-- EXTRACT PROVIDED follows --

It may seem like things have quieted down in Washington, but don’t be fooled. Staffers are working around the clock to hammer into some twisted shape a reconciliation bill that can get support from the warring factions of their party to “transform America.”
Prof. Chuck Blahous analyzed the 2,448-page $3.5 trillion+ reconciliation bill that Democrats in Congress are working on. He looked at the health benefit proposals in particular, including “further expansions of Medicare, Medicaid and so-called Obamacare—[which] represent a major escalation of the fiscal irresponsibility lawmakers have practiced for the past several years.”
The cradle-to-grave subsidies will create a welfare trap for millions more Americans, send inflation soaring, and drive our nation much deeper into debt.
Former White House chief economist Casey Mulligan, now University of Chicago professor, writes the bill would “implement the single largest permanent increase in work disincentives since the income tax came into its own during World War II…
“The implicit employment and income taxes in [the bill] would increase marginal tax rates on work by about 7 percentage points. I expect that such a change in the disincentive would reduce full-time equivalent employment by about 4.5%, or about 7 million jobs.”
University of Chicago Prof. Charles Lipson writes in “It’s Not the Top-Line Number – It’s the Bottom-Line Goal” that we have to look at how the bill would fundamentally transform the United States into a European social welfare state.
“Progressives know — and the whole country should understand — that piling on these vast new programs would be a major step in turning the United States into a European-style social democracy, along the lines of France, Germany, Spain, or Italy,” Lipson writes. “Voters never elected Biden to do that.”
The legislation is so huge and complex that even the Congressional Budget Office says “it is unclear” when it will be able to estimate the cost of the full reconciliation package, which is itself a moving target.
CBO Director Phillip Swagel wrote in a letter to Sen. Mitch McConnell this week: “The agency has not estimated how the entire package would affect direct spending, revenues, deficits, or spending that would be subject to appropriation. CBO also has not completed its analysis of all of the mandates that the bill might impose on intergovernmental or private-sector entities.”
In fact, agency experts are having to spend time with congressional staff drafting the legislation instead of doing its primary job of producing cost estimates.

-- EXTRACT PROVIDED concluded --

▶ [EXERCISE INSTRUCTIONS]:
**A.** Reproduce the reconciliation bill article word for word, everything from "The cradle-to-grave subsidies" down to "deeper into debt.".
**B.** In the reconciliation bill article, by how many percentage points does Casey Mulligan say the bill's implicit taxes would raise marginal tax rates on work?
**C.** Write the next part of the reconciliation bill article, picking up after its final sentence.
The records have nothing to do with the reconciliation bill article.

-- RECORDS PROVIDED follows --

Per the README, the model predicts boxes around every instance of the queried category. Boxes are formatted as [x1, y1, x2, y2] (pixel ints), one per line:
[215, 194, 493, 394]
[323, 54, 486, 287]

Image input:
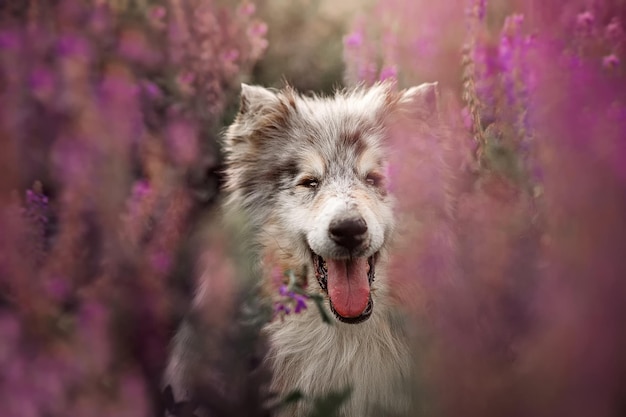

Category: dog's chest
[266, 311, 411, 417]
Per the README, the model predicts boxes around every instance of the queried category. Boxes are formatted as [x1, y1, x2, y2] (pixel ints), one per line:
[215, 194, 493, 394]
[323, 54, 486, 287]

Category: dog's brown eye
[298, 177, 319, 188]
[365, 172, 383, 187]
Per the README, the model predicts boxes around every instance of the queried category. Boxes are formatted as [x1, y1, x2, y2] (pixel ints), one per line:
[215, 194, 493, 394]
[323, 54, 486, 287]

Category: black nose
[328, 217, 367, 249]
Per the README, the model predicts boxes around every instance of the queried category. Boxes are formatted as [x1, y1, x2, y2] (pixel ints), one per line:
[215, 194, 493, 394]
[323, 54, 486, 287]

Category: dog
[168, 82, 437, 417]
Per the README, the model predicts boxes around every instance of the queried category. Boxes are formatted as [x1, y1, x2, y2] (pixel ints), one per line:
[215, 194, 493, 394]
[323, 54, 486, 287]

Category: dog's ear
[400, 82, 439, 116]
[239, 83, 279, 116]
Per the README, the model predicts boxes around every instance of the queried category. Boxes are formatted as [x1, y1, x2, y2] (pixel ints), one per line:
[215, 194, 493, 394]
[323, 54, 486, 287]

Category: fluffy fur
[166, 84, 436, 417]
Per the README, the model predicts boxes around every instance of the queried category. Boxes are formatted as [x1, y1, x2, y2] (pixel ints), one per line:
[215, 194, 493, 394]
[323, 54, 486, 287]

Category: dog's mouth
[313, 253, 378, 324]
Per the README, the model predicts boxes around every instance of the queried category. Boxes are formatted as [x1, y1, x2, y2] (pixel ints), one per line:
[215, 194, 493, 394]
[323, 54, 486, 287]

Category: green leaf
[309, 386, 352, 417]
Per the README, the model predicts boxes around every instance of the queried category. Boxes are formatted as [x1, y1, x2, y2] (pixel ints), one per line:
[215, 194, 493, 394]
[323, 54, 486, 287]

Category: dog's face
[226, 84, 435, 323]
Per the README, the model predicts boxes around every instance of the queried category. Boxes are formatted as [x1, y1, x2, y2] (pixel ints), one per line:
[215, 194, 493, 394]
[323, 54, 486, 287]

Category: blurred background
[0, 0, 626, 417]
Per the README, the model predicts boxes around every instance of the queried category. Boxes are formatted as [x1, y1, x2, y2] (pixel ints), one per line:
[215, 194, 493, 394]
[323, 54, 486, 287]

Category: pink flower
[602, 54, 619, 68]
[343, 31, 363, 48]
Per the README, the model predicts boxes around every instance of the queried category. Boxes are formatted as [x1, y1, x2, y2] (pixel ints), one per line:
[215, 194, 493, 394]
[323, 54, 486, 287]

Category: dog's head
[225, 84, 436, 323]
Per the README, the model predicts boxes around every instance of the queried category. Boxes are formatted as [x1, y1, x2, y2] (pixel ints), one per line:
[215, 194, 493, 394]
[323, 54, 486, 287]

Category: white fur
[166, 84, 437, 417]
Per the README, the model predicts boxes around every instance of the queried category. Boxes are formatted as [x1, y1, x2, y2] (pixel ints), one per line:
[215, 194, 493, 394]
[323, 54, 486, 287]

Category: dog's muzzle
[313, 253, 378, 324]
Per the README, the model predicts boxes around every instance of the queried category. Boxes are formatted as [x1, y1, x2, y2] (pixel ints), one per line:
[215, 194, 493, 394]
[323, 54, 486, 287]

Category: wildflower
[239, 3, 256, 16]
[274, 271, 309, 315]
[576, 10, 595, 30]
[379, 65, 398, 81]
[602, 54, 619, 68]
[604, 18, 624, 43]
[343, 31, 363, 48]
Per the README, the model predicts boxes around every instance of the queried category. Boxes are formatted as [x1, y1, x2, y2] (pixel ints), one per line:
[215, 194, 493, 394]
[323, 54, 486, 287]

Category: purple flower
[602, 54, 619, 68]
[379, 65, 398, 81]
[343, 31, 363, 48]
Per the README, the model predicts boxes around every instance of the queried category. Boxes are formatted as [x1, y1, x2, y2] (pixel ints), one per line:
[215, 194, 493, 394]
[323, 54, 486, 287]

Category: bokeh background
[0, 0, 626, 417]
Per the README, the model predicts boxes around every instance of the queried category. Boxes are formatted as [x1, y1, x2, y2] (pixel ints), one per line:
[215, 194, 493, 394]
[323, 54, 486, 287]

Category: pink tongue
[326, 258, 370, 317]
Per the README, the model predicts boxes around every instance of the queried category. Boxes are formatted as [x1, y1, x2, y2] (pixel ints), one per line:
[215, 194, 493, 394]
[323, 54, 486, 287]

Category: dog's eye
[298, 177, 320, 188]
[365, 172, 383, 187]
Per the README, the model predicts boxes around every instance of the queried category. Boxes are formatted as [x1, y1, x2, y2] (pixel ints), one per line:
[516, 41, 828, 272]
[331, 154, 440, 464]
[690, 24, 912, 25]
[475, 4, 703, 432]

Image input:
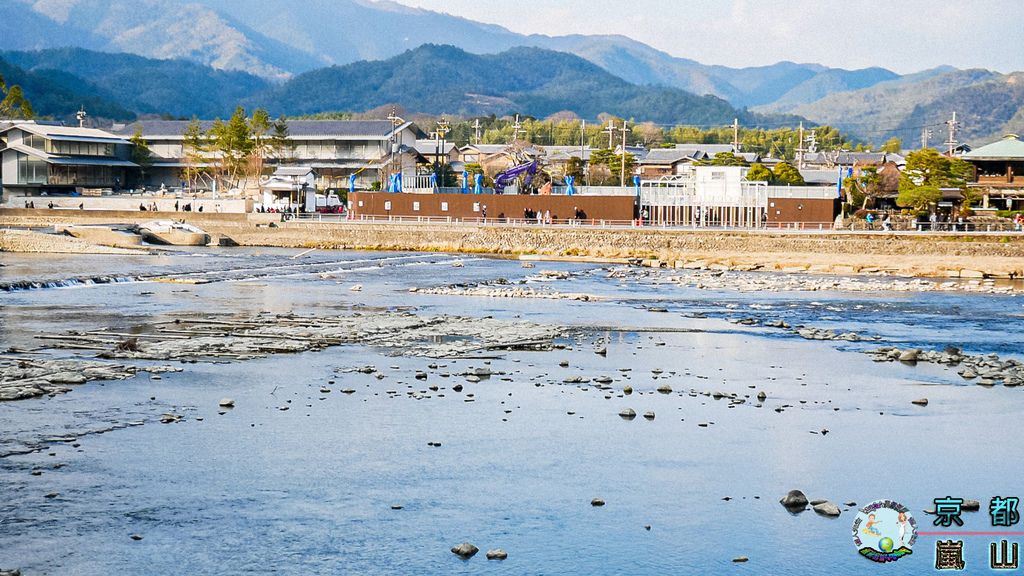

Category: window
[17, 153, 49, 184]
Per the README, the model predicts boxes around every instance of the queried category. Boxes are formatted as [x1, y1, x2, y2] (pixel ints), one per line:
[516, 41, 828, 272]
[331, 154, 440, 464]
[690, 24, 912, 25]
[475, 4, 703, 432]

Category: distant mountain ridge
[0, 0, 917, 107]
[247, 44, 778, 125]
[0, 0, 1024, 146]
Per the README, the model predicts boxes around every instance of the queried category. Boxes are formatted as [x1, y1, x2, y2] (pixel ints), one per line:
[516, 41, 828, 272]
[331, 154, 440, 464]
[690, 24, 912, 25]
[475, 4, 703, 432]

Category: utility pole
[601, 120, 615, 150]
[797, 122, 805, 170]
[946, 111, 959, 156]
[512, 114, 526, 143]
[580, 119, 590, 186]
[618, 120, 629, 188]
[807, 130, 818, 154]
[387, 107, 406, 179]
[434, 116, 452, 186]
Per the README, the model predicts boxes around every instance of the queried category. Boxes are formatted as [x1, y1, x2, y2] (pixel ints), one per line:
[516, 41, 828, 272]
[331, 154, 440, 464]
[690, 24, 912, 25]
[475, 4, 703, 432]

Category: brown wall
[356, 192, 634, 220]
[768, 197, 837, 224]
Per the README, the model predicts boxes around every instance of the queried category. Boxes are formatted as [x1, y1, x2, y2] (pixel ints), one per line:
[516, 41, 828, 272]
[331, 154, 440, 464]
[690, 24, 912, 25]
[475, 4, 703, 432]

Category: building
[637, 143, 749, 179]
[640, 166, 839, 228]
[0, 122, 139, 196]
[962, 134, 1024, 210]
[112, 120, 426, 190]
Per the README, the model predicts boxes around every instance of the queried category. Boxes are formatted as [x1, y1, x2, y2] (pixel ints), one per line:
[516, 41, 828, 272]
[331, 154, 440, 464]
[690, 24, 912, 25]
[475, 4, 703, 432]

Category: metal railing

-- RECORDS PROVIDED concluded --

▶ [RESULTS OF THE TASKS]:
**A.**
The cradle-to-grave subsidies will create a welfare trap for millions more Americans, send inflation soaring, and drive our nation much deeper into debt.

**B.** About 7 percentage points.

**C.**
Goodman Institute President John Goodman writes in The Daily Signal that the proposed bill is “throwing good money after bad” instead of focusing “on rational reform of existing programs.” And largely because so much of the new spending is entitlements, “the Committee for a Responsible Federal Budget estimates that the full cost is not the $3.5 trillion that has been widely advertised, but at least $5 trillion and possibly as much as $5.5 trillion.”
And there are other huge costs to the economy apart from direct federal spending. According to an analysis by Tara O’Neill Hayes for American Action Forum, it would cost $171 billion in the first year just to provide the salaries and facility spaces to meet the demand for increased child care newly subsidized in the bill.
If you’ve read the newsletter this far, please take another few minutes to click through to Blahous’ “A Pictorial Guide to Congress’ Irresponsible Health and Budget Proposals.” He shows that the Democrats’ proposed legislation “adds substantially to runaway federal spending that is already outpacing U.S. economic output.”
Dr. Blahous shows, in a dozen or so charts, how the spending blowout will impact the vast number of programs impacted. “In practical terms, the current trend must stop far sooner than that because no population will tolerate its discretionary income perpetually shrinking to support lawmakers’ addiction to promising bigger health benefits.”
Halloween is the new target date for passage. We should all be scared. When even the CBO is daunted in figuring out how much the monstrous bill would cost, it is way past time to press “pause,” as West Virginia Sen. Joe Manchin pleads.